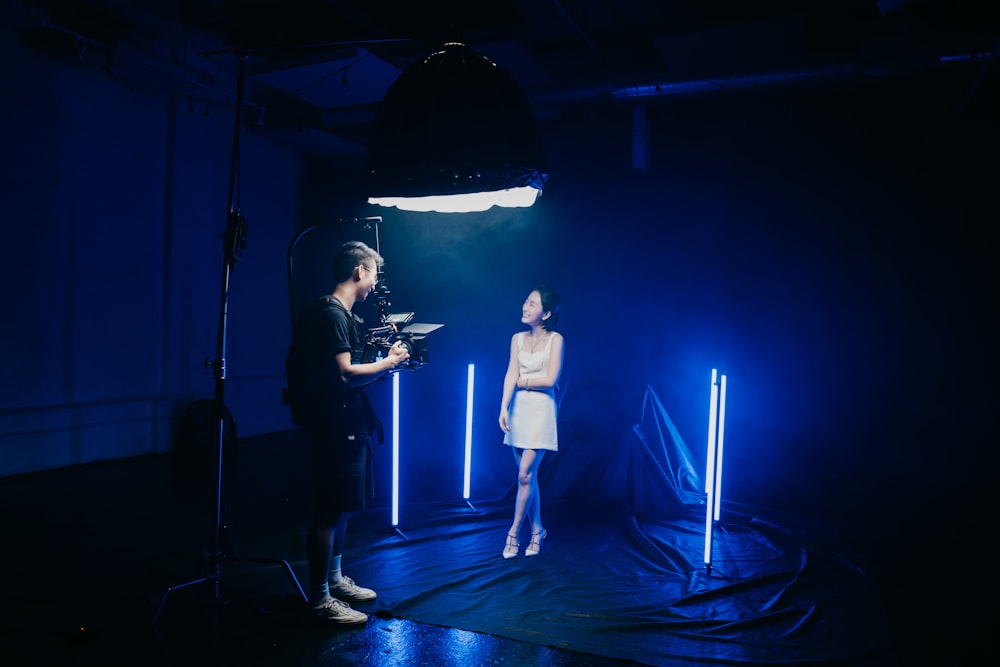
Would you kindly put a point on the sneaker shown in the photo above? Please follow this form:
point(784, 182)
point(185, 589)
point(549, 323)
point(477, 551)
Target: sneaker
point(348, 590)
point(332, 609)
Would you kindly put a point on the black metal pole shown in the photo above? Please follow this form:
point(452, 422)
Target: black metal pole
point(234, 245)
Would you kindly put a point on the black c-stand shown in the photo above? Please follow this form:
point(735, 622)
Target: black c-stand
point(234, 245)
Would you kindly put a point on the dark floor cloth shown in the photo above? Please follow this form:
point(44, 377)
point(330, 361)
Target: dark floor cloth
point(623, 572)
point(617, 586)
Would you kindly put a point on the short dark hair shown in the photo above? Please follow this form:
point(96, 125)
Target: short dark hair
point(351, 255)
point(550, 303)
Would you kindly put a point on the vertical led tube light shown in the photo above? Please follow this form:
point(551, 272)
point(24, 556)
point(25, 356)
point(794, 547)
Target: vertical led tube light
point(470, 388)
point(722, 431)
point(710, 470)
point(395, 450)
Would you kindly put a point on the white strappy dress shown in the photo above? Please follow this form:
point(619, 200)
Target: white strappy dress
point(533, 411)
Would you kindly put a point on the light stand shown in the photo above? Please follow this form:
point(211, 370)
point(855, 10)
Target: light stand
point(234, 244)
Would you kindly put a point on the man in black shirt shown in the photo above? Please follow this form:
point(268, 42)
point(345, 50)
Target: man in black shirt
point(333, 408)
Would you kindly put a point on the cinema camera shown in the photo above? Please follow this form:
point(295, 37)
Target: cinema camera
point(396, 327)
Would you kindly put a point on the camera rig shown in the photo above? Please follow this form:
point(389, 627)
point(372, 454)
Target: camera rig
point(396, 327)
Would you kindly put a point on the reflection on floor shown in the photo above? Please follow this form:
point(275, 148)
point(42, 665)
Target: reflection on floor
point(92, 551)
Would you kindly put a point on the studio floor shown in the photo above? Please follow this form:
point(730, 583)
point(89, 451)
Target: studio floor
point(109, 564)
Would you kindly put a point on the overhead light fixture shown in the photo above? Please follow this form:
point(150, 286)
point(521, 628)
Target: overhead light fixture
point(455, 133)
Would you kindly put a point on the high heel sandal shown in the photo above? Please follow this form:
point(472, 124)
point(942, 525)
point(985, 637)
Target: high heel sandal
point(511, 548)
point(535, 546)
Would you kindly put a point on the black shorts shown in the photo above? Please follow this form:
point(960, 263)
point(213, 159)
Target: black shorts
point(345, 480)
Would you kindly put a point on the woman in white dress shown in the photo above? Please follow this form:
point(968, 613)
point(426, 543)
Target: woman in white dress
point(528, 409)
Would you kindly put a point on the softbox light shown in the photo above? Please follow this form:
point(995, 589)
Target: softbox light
point(455, 133)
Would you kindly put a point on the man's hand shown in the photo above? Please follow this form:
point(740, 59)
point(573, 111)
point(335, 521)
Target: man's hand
point(397, 354)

**What the exercise asks**
Output all the records, word for word, with no pictures in the copy.

**Task solution**
Would you kindly put a point on the sneaker shown in the photo above? Please follow this form:
point(784, 182)
point(185, 589)
point(549, 323)
point(477, 551)
Target: sneaker
point(348, 590)
point(332, 609)
Would you kindly put a point on the black metal pole shown in the photo above? Please follow this form:
point(452, 422)
Target: black metal pole
point(234, 245)
Would you kindly put a point on the black c-stand shown in the photo above? Please follow this form:
point(735, 622)
Target: black c-stand
point(234, 245)
Would you kindly put a point on the dark floor cloth shown in the photo above? Please follow this form:
point(44, 377)
point(330, 361)
Target: dark floor cloth
point(623, 572)
point(617, 586)
Would you kindly put a point on the short dark hair shown in the photo above? Please follow this form:
point(96, 125)
Target: short dark hair
point(351, 255)
point(550, 303)
Would you kindly put a point on the vertical led tube light shown in the photo above? Please follow this form:
point(551, 272)
point(24, 556)
point(25, 356)
point(794, 547)
Target: vertical led tube light
point(470, 388)
point(722, 431)
point(710, 470)
point(395, 450)
Would you kindly put a point on the white strappy dress shown in the photo above? Please follow this form:
point(619, 200)
Target: white strappy dress
point(533, 411)
Would you kindly put a point on the light stand shown in the photo above? Please follow this form:
point(211, 370)
point(855, 10)
Target: light stand
point(234, 244)
Would you kindly put a point on the man in black shirt shown in the photo above? Please follow this form:
point(268, 42)
point(345, 50)
Target: man in black shirt
point(333, 408)
Would you kindly put a point on the cinema camera shown in the photo above? Please follow this form:
point(295, 37)
Target: cinema camera
point(396, 327)
Would you kindly put a point on the camera rig shown in the photo above? Please follow this form:
point(389, 627)
point(372, 454)
Target: camera rig
point(396, 327)
Would you kindly put a point on the reflection on floor shown in the photo above? Please follow this form:
point(275, 148)
point(42, 665)
Target: reflection on floor
point(92, 551)
Would you kindly put a point on the studio floor shown in the photo above? Please follow this form:
point(730, 583)
point(89, 451)
Target: studio floor
point(109, 564)
Would you kindly put a point on the overhead light fixture shown in the photo above? Please follow this form:
point(150, 286)
point(521, 628)
Target: overhead light fixture
point(455, 133)
Would you kindly put a point on the high heel sandal shown in the photo above? Please follow this form:
point(472, 124)
point(942, 525)
point(985, 637)
Target: high heel sandal
point(511, 548)
point(535, 546)
Would you kindly put a point on the black shorts shown in the photo above? Please follow this form:
point(960, 263)
point(213, 159)
Target: black shorts
point(345, 480)
Would you kindly put a point on the woman in white dress shown in the photo above? Please follow this form:
point(968, 613)
point(426, 543)
Target: woman in white dress
point(528, 409)
Would you kindly put a point on the softbox light shown in the photo above? Please follow this form:
point(995, 589)
Target: softbox light
point(455, 133)
Would you kindly put a point on the man's hand shown in the photo above? Please follow this form:
point(740, 59)
point(573, 111)
point(335, 521)
Target: man's hand
point(397, 354)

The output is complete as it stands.